RECORDS FOR THE TASK section start

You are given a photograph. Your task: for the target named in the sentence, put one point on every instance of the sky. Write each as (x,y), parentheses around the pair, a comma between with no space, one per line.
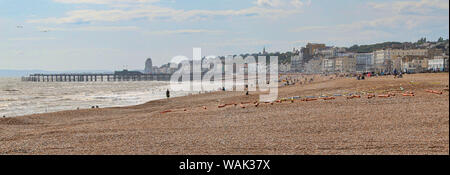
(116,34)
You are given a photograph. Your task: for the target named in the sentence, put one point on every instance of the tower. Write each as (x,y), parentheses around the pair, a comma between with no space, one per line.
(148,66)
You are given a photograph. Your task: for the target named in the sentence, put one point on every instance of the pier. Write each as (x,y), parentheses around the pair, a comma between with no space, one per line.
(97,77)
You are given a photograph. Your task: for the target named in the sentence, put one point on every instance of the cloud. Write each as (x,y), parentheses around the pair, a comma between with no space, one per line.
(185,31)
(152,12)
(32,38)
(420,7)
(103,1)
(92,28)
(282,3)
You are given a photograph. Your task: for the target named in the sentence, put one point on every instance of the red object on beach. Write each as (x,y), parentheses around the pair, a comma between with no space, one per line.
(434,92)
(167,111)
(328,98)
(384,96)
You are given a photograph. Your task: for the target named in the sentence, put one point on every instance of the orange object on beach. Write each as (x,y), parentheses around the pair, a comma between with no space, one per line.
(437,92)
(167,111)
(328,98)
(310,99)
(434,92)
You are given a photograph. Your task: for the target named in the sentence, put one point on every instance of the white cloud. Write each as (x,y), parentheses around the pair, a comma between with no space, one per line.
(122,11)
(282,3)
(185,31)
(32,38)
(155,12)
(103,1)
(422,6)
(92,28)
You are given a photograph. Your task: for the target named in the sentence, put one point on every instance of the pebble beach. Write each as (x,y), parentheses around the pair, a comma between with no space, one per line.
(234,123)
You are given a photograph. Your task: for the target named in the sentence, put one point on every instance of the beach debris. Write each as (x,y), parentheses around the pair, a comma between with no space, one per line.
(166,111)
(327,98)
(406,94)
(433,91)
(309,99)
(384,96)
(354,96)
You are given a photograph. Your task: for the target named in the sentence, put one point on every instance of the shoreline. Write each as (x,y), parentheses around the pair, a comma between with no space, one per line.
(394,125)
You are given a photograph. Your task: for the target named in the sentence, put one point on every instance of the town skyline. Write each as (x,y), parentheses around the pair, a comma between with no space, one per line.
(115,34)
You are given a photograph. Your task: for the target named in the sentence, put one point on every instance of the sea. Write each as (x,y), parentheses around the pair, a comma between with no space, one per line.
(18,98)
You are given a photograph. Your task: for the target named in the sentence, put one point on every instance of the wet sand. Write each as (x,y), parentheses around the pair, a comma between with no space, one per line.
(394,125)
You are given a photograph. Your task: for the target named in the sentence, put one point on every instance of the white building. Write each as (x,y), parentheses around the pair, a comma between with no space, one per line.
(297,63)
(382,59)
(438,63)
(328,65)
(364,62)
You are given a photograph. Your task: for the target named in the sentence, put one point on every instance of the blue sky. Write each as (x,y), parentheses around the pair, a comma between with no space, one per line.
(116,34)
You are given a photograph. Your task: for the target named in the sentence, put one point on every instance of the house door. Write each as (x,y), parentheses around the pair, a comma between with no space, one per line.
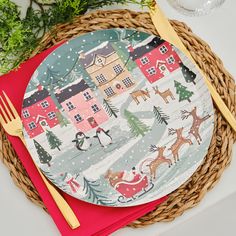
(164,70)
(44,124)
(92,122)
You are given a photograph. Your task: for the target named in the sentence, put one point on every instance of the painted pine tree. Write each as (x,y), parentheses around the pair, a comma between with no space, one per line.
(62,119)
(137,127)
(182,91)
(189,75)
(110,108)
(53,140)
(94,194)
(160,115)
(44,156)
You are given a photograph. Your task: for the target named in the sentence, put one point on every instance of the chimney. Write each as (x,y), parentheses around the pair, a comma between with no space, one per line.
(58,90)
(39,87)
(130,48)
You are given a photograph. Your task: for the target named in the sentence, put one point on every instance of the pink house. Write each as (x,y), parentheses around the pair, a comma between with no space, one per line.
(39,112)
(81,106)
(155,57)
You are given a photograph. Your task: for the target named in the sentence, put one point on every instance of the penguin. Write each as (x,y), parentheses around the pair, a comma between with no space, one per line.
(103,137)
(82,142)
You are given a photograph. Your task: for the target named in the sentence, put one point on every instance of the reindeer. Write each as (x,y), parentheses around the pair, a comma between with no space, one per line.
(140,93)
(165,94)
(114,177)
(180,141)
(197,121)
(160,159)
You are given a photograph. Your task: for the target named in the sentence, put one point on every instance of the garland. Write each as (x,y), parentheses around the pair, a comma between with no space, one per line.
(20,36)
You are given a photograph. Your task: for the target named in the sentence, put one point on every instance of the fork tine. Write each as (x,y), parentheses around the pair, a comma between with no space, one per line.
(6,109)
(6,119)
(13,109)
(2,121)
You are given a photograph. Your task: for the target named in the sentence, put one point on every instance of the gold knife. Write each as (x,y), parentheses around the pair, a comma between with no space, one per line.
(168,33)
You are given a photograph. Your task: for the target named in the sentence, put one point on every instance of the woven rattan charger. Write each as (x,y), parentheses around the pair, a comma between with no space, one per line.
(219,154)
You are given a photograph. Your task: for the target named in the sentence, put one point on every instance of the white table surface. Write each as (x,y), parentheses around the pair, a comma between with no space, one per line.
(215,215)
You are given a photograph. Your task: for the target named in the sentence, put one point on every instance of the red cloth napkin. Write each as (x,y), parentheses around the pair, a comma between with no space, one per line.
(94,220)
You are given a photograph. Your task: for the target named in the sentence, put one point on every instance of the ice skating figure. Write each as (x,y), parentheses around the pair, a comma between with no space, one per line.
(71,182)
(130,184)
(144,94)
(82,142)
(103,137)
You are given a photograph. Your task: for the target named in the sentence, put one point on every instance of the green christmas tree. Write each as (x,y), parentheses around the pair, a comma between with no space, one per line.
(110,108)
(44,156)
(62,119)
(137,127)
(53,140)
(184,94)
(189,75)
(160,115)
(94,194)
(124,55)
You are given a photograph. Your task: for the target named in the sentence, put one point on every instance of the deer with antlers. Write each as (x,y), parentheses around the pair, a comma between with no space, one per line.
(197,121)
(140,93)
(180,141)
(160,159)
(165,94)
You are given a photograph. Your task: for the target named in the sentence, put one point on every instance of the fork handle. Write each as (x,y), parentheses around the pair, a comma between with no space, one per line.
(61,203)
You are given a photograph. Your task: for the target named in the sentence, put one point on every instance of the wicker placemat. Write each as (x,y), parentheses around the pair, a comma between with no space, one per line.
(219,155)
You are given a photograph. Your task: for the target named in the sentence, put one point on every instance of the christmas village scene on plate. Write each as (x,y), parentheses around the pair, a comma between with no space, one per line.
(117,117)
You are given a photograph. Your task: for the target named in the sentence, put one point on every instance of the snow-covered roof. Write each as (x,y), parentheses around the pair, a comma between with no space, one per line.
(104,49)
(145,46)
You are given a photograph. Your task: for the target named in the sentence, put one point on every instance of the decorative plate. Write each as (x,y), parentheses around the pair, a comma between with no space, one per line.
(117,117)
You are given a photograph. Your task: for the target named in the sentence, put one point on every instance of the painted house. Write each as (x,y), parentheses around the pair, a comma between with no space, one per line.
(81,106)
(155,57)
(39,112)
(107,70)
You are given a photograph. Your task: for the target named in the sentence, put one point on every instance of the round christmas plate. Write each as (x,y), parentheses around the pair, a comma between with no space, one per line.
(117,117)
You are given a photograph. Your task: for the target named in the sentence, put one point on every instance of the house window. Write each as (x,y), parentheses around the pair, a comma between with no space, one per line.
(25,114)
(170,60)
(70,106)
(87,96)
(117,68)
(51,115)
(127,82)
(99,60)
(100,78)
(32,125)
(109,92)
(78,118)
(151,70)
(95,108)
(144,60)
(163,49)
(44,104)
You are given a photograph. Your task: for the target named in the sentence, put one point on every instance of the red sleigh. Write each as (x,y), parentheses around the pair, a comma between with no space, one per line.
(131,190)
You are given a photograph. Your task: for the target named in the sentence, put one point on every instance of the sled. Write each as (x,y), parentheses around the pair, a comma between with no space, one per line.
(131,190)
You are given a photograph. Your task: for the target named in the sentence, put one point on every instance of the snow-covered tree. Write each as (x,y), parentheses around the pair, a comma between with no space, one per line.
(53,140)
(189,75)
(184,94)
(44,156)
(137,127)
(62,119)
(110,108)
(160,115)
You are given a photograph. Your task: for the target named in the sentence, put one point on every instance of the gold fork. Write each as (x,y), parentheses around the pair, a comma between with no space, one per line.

RECORDS FOR THE TASK section end

> _PROBLEM REQUIREMENTS_: Leave out every line before the one containing "of the sled."; set down that line and all remaining lines of the material exactly.

> _WORKED SOLUTION_:
You are given a photograph. Your task: for the target named in the sentence, put one point on every instance of the sled. Write each as (x,y), parentheses around the pair, a comma between with no space, one per line.
(131,190)
You are given a photograph. Your task: for the target named in the sentence, put one point on every instance of the snow-covered tree. Write each as (x,y), parentheses around the pair, a comma between with no space, one per line.
(53,140)
(189,75)
(184,94)
(44,156)
(137,127)
(62,119)
(110,108)
(160,115)
You are given a photograph. Your task: for the target named in the sentence, put one point on every instance of the gold fork. Write each as (x,y), parentheses around the pair, a comma between with no space, one per line.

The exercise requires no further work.